| Records for processing |
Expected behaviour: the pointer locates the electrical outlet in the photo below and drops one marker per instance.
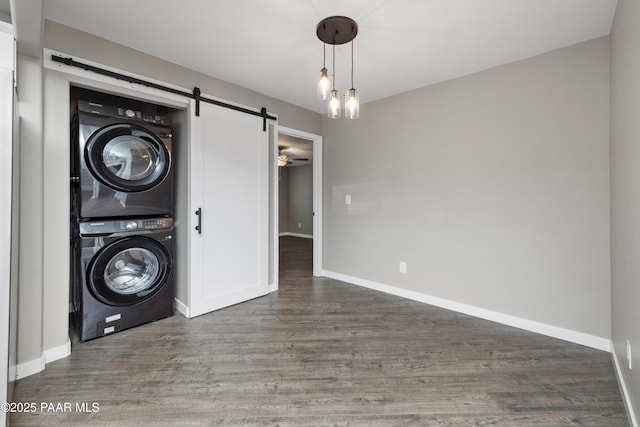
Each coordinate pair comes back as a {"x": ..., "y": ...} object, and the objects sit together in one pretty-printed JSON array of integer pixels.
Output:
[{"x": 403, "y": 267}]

* * *

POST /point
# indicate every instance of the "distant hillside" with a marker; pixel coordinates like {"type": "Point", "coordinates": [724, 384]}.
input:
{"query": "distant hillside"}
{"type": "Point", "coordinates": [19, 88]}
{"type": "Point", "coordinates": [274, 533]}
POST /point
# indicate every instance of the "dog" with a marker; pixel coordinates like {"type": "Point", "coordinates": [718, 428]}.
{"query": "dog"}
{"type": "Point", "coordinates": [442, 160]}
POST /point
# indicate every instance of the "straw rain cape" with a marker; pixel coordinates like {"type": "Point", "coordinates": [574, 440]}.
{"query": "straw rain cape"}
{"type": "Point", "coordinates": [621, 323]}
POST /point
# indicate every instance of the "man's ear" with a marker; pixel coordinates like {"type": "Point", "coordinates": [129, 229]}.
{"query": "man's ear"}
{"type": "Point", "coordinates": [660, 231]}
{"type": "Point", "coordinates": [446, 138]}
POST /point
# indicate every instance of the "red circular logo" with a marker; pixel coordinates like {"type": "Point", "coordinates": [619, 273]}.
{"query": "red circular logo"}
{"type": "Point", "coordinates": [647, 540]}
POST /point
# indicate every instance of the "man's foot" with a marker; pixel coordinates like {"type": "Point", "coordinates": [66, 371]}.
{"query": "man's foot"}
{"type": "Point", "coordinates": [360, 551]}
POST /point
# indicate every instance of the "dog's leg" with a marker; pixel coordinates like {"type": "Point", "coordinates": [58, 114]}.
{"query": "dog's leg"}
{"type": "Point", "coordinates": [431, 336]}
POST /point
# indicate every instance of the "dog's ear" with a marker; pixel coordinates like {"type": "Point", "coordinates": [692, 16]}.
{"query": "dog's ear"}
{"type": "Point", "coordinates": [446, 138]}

==

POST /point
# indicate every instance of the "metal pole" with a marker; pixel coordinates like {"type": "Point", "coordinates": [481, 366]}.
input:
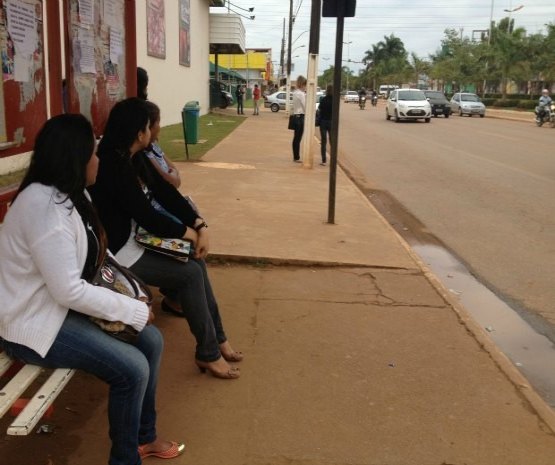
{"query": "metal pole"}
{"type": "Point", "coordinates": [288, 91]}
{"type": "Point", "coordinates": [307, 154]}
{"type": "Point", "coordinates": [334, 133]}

| Requirement |
Where does the word "with" appear in the listing above? Copy every line that holds it.

| Result |
# indicate every instance of the "distant hillside" with a marker; pixel coordinates like {"type": "Point", "coordinates": [724, 384]}.
# indicate every instance of the "dog" with a marker; pixel coordinates like {"type": "Point", "coordinates": [718, 428]}.
# indicate every instance of the "straw rain cape" with a marker; pixel coordinates like {"type": "Point", "coordinates": [574, 440]}.
# indicate every instance of the "man's ear" with a marker; pixel coordinates like {"type": "Point", "coordinates": [129, 229]}.
# indicate every instance of the "red circular logo" with a marker; pixel coordinates like {"type": "Point", "coordinates": [619, 273]}.
# indicate every instance of the "man's foot" with a marker; pixel coordinates like {"type": "Point", "coordinates": [66, 371]}.
# indicate every instance of the "dog's leg" with a marker; pixel coordinates like {"type": "Point", "coordinates": [58, 114]}.
# indicate every instance of the "dog's ear" with a marker; pixel coordinates like {"type": "Point", "coordinates": [692, 16]}.
# indicate every instance of the "metal pole" with a marker; pixel coordinates like {"type": "Point", "coordinates": [481, 366]}.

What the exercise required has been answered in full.